Brief
Copy out the lines of the items below from the line with "like x=49 y=99." up to and including the line with "x=177 y=179", and nothing else, leaving the requests unchanged. Rescale each x and y coordinate in the answers by multiplying it by 0.9 and rounding to a whole number, with halves rounded up.

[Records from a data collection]
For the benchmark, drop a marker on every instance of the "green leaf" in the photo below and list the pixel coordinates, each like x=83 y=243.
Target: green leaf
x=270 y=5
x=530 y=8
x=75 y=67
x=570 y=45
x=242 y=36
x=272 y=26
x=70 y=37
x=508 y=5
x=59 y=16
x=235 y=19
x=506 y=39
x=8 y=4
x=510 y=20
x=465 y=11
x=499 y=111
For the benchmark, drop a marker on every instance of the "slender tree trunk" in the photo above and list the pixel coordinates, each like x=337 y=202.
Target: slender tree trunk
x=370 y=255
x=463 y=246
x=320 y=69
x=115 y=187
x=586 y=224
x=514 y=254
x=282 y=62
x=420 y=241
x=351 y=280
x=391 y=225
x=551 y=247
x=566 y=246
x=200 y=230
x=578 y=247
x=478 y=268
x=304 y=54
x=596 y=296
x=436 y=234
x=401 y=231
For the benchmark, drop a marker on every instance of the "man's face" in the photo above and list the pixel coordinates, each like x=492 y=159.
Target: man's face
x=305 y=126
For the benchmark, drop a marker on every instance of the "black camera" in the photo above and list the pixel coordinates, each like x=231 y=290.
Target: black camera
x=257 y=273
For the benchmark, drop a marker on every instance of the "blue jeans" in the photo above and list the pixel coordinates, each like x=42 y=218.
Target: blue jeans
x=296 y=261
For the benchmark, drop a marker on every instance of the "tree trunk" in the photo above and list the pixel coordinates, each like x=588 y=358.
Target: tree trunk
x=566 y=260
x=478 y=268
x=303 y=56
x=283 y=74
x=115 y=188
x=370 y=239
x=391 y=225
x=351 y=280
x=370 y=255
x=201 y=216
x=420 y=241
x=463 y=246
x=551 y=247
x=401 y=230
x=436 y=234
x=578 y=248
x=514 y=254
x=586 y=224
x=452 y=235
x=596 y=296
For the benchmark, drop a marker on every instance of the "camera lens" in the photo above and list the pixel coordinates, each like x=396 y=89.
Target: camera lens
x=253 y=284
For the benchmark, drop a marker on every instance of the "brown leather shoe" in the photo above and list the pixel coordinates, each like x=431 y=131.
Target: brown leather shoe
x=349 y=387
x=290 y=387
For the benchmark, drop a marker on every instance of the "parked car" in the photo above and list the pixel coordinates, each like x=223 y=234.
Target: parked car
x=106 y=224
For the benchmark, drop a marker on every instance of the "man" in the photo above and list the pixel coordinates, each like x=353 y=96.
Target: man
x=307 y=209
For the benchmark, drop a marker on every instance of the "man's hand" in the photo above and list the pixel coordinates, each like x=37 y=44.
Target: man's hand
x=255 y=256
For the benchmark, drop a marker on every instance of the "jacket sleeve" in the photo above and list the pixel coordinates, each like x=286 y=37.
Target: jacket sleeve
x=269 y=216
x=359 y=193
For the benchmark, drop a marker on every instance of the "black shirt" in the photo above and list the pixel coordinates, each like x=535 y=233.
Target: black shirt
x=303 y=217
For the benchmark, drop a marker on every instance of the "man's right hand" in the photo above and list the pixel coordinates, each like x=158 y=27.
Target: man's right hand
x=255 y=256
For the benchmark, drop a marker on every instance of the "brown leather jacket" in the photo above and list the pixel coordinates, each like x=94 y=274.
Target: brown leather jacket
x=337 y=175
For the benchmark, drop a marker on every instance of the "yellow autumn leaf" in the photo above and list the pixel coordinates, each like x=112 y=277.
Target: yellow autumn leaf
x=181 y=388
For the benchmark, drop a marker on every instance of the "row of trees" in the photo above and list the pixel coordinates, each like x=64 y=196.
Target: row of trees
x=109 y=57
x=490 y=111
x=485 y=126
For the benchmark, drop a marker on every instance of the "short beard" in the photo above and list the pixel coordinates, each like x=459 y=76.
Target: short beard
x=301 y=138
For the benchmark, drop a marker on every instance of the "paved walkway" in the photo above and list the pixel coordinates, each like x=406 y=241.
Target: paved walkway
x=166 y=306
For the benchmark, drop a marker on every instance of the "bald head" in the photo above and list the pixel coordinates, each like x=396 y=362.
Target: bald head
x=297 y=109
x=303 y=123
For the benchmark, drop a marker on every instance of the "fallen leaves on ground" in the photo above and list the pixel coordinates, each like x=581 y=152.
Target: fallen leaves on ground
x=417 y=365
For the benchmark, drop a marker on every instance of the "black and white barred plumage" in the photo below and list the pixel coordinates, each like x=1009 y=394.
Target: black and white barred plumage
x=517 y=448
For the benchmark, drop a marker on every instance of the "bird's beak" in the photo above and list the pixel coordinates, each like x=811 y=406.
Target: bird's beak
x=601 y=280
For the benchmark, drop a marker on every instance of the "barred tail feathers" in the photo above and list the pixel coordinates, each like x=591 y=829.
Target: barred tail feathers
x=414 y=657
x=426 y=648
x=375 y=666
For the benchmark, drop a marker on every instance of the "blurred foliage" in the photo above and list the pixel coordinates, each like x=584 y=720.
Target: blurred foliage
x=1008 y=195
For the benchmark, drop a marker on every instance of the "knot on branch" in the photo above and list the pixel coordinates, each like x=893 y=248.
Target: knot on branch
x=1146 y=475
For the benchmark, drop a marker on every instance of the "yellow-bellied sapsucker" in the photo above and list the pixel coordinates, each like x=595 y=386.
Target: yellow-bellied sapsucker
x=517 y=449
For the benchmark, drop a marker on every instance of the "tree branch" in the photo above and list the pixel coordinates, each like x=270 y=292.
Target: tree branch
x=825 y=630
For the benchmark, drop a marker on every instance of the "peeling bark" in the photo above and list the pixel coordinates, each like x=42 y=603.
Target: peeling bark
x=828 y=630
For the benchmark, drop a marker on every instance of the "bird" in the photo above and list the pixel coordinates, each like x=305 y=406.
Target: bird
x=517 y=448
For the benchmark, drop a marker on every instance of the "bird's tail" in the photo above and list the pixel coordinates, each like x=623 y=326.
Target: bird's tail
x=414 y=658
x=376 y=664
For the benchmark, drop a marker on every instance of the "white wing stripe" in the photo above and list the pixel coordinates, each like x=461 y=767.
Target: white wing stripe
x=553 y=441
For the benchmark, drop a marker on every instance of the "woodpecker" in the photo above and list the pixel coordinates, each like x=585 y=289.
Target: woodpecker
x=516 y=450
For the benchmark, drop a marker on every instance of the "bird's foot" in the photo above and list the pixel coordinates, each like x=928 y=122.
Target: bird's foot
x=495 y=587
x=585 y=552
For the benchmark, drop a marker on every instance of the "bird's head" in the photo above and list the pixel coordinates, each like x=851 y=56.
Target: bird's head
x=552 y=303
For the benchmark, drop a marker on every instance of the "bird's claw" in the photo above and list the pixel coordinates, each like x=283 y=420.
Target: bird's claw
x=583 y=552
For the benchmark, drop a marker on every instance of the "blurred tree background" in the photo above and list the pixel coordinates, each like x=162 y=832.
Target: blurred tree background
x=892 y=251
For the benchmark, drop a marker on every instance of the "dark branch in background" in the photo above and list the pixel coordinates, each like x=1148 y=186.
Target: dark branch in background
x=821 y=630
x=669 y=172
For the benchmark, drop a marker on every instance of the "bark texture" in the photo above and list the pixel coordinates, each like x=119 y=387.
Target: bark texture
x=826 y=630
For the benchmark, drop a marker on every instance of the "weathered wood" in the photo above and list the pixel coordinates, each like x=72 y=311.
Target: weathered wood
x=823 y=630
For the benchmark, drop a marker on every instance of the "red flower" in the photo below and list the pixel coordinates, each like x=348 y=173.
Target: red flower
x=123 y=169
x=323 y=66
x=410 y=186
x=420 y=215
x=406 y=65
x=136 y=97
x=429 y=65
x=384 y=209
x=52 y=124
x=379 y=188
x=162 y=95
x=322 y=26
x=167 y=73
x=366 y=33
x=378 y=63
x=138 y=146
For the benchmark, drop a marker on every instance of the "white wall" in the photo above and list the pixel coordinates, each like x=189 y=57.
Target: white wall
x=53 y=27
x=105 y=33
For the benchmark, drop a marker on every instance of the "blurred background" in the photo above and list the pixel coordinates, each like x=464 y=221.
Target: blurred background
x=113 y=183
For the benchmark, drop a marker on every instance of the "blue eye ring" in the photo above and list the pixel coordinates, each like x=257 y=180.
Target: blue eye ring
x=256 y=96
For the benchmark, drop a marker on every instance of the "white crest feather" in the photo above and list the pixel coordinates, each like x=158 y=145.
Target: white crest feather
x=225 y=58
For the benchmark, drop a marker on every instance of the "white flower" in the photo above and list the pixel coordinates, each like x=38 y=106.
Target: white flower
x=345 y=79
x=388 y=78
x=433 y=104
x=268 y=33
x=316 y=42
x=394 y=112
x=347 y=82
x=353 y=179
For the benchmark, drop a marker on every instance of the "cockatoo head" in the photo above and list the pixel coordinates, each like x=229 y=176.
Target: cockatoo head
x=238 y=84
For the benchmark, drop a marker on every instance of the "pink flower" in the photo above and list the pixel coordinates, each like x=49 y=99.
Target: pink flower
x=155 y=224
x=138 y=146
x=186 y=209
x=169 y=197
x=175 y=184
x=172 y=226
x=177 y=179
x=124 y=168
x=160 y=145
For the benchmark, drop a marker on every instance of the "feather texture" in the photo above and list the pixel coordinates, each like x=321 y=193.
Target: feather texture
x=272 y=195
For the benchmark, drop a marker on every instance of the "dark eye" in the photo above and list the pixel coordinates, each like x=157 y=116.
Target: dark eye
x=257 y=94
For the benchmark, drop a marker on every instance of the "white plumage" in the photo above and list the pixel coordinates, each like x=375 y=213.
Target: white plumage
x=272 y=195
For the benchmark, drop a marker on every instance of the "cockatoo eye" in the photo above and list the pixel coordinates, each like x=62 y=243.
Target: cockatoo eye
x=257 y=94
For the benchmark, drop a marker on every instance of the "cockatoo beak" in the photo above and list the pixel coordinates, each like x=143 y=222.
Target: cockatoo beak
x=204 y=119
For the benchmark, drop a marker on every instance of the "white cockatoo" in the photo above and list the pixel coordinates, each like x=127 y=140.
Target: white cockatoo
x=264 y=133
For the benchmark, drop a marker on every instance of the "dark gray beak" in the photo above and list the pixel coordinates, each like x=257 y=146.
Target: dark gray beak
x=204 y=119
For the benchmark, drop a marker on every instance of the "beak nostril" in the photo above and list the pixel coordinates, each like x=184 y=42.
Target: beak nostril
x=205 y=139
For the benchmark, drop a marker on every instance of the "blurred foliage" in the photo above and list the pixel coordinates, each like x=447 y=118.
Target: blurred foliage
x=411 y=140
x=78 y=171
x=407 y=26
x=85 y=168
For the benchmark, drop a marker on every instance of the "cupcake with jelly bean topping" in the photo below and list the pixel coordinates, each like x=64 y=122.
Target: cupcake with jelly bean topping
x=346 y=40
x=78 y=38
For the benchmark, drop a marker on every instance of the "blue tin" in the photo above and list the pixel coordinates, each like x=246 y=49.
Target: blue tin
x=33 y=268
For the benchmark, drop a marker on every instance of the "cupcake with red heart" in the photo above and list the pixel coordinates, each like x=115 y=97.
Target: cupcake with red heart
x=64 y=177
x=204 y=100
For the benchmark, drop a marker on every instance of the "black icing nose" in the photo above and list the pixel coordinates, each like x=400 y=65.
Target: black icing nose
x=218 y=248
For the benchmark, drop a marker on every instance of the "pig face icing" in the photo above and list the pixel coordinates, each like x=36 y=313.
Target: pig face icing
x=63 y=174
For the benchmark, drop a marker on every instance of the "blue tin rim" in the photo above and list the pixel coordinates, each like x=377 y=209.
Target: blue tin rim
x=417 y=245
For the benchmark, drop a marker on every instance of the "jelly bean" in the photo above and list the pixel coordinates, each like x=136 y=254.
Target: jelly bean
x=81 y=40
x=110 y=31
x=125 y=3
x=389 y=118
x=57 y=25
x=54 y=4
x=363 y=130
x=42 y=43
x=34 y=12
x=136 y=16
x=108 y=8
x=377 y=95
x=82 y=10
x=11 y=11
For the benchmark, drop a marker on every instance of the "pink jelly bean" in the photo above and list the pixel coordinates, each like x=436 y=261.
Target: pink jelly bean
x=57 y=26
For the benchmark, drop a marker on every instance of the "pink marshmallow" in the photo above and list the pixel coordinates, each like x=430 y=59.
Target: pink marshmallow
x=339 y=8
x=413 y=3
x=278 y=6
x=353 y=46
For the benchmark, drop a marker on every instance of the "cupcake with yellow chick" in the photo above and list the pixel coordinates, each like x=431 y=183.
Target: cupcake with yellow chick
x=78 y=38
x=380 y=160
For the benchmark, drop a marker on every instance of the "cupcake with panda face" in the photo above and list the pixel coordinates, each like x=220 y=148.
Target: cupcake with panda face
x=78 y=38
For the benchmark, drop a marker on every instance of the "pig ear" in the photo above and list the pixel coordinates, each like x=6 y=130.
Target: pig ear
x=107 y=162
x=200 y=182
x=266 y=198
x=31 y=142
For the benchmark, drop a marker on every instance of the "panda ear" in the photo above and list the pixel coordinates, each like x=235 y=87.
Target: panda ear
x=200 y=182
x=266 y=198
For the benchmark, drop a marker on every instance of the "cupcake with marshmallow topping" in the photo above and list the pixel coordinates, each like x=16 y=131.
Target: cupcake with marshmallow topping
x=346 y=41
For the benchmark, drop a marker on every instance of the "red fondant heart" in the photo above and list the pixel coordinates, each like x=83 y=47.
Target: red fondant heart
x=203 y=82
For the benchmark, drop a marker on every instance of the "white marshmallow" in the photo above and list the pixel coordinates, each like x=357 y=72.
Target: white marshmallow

Solution for this problem
For the benchmark, drop a marker on every instance of the "pink flower" in the photo above and list the pixel coordinates, each like x=49 y=99.
Target: pink flower
x=140 y=202
x=124 y=131
x=167 y=188
x=152 y=177
x=158 y=166
x=155 y=203
x=159 y=161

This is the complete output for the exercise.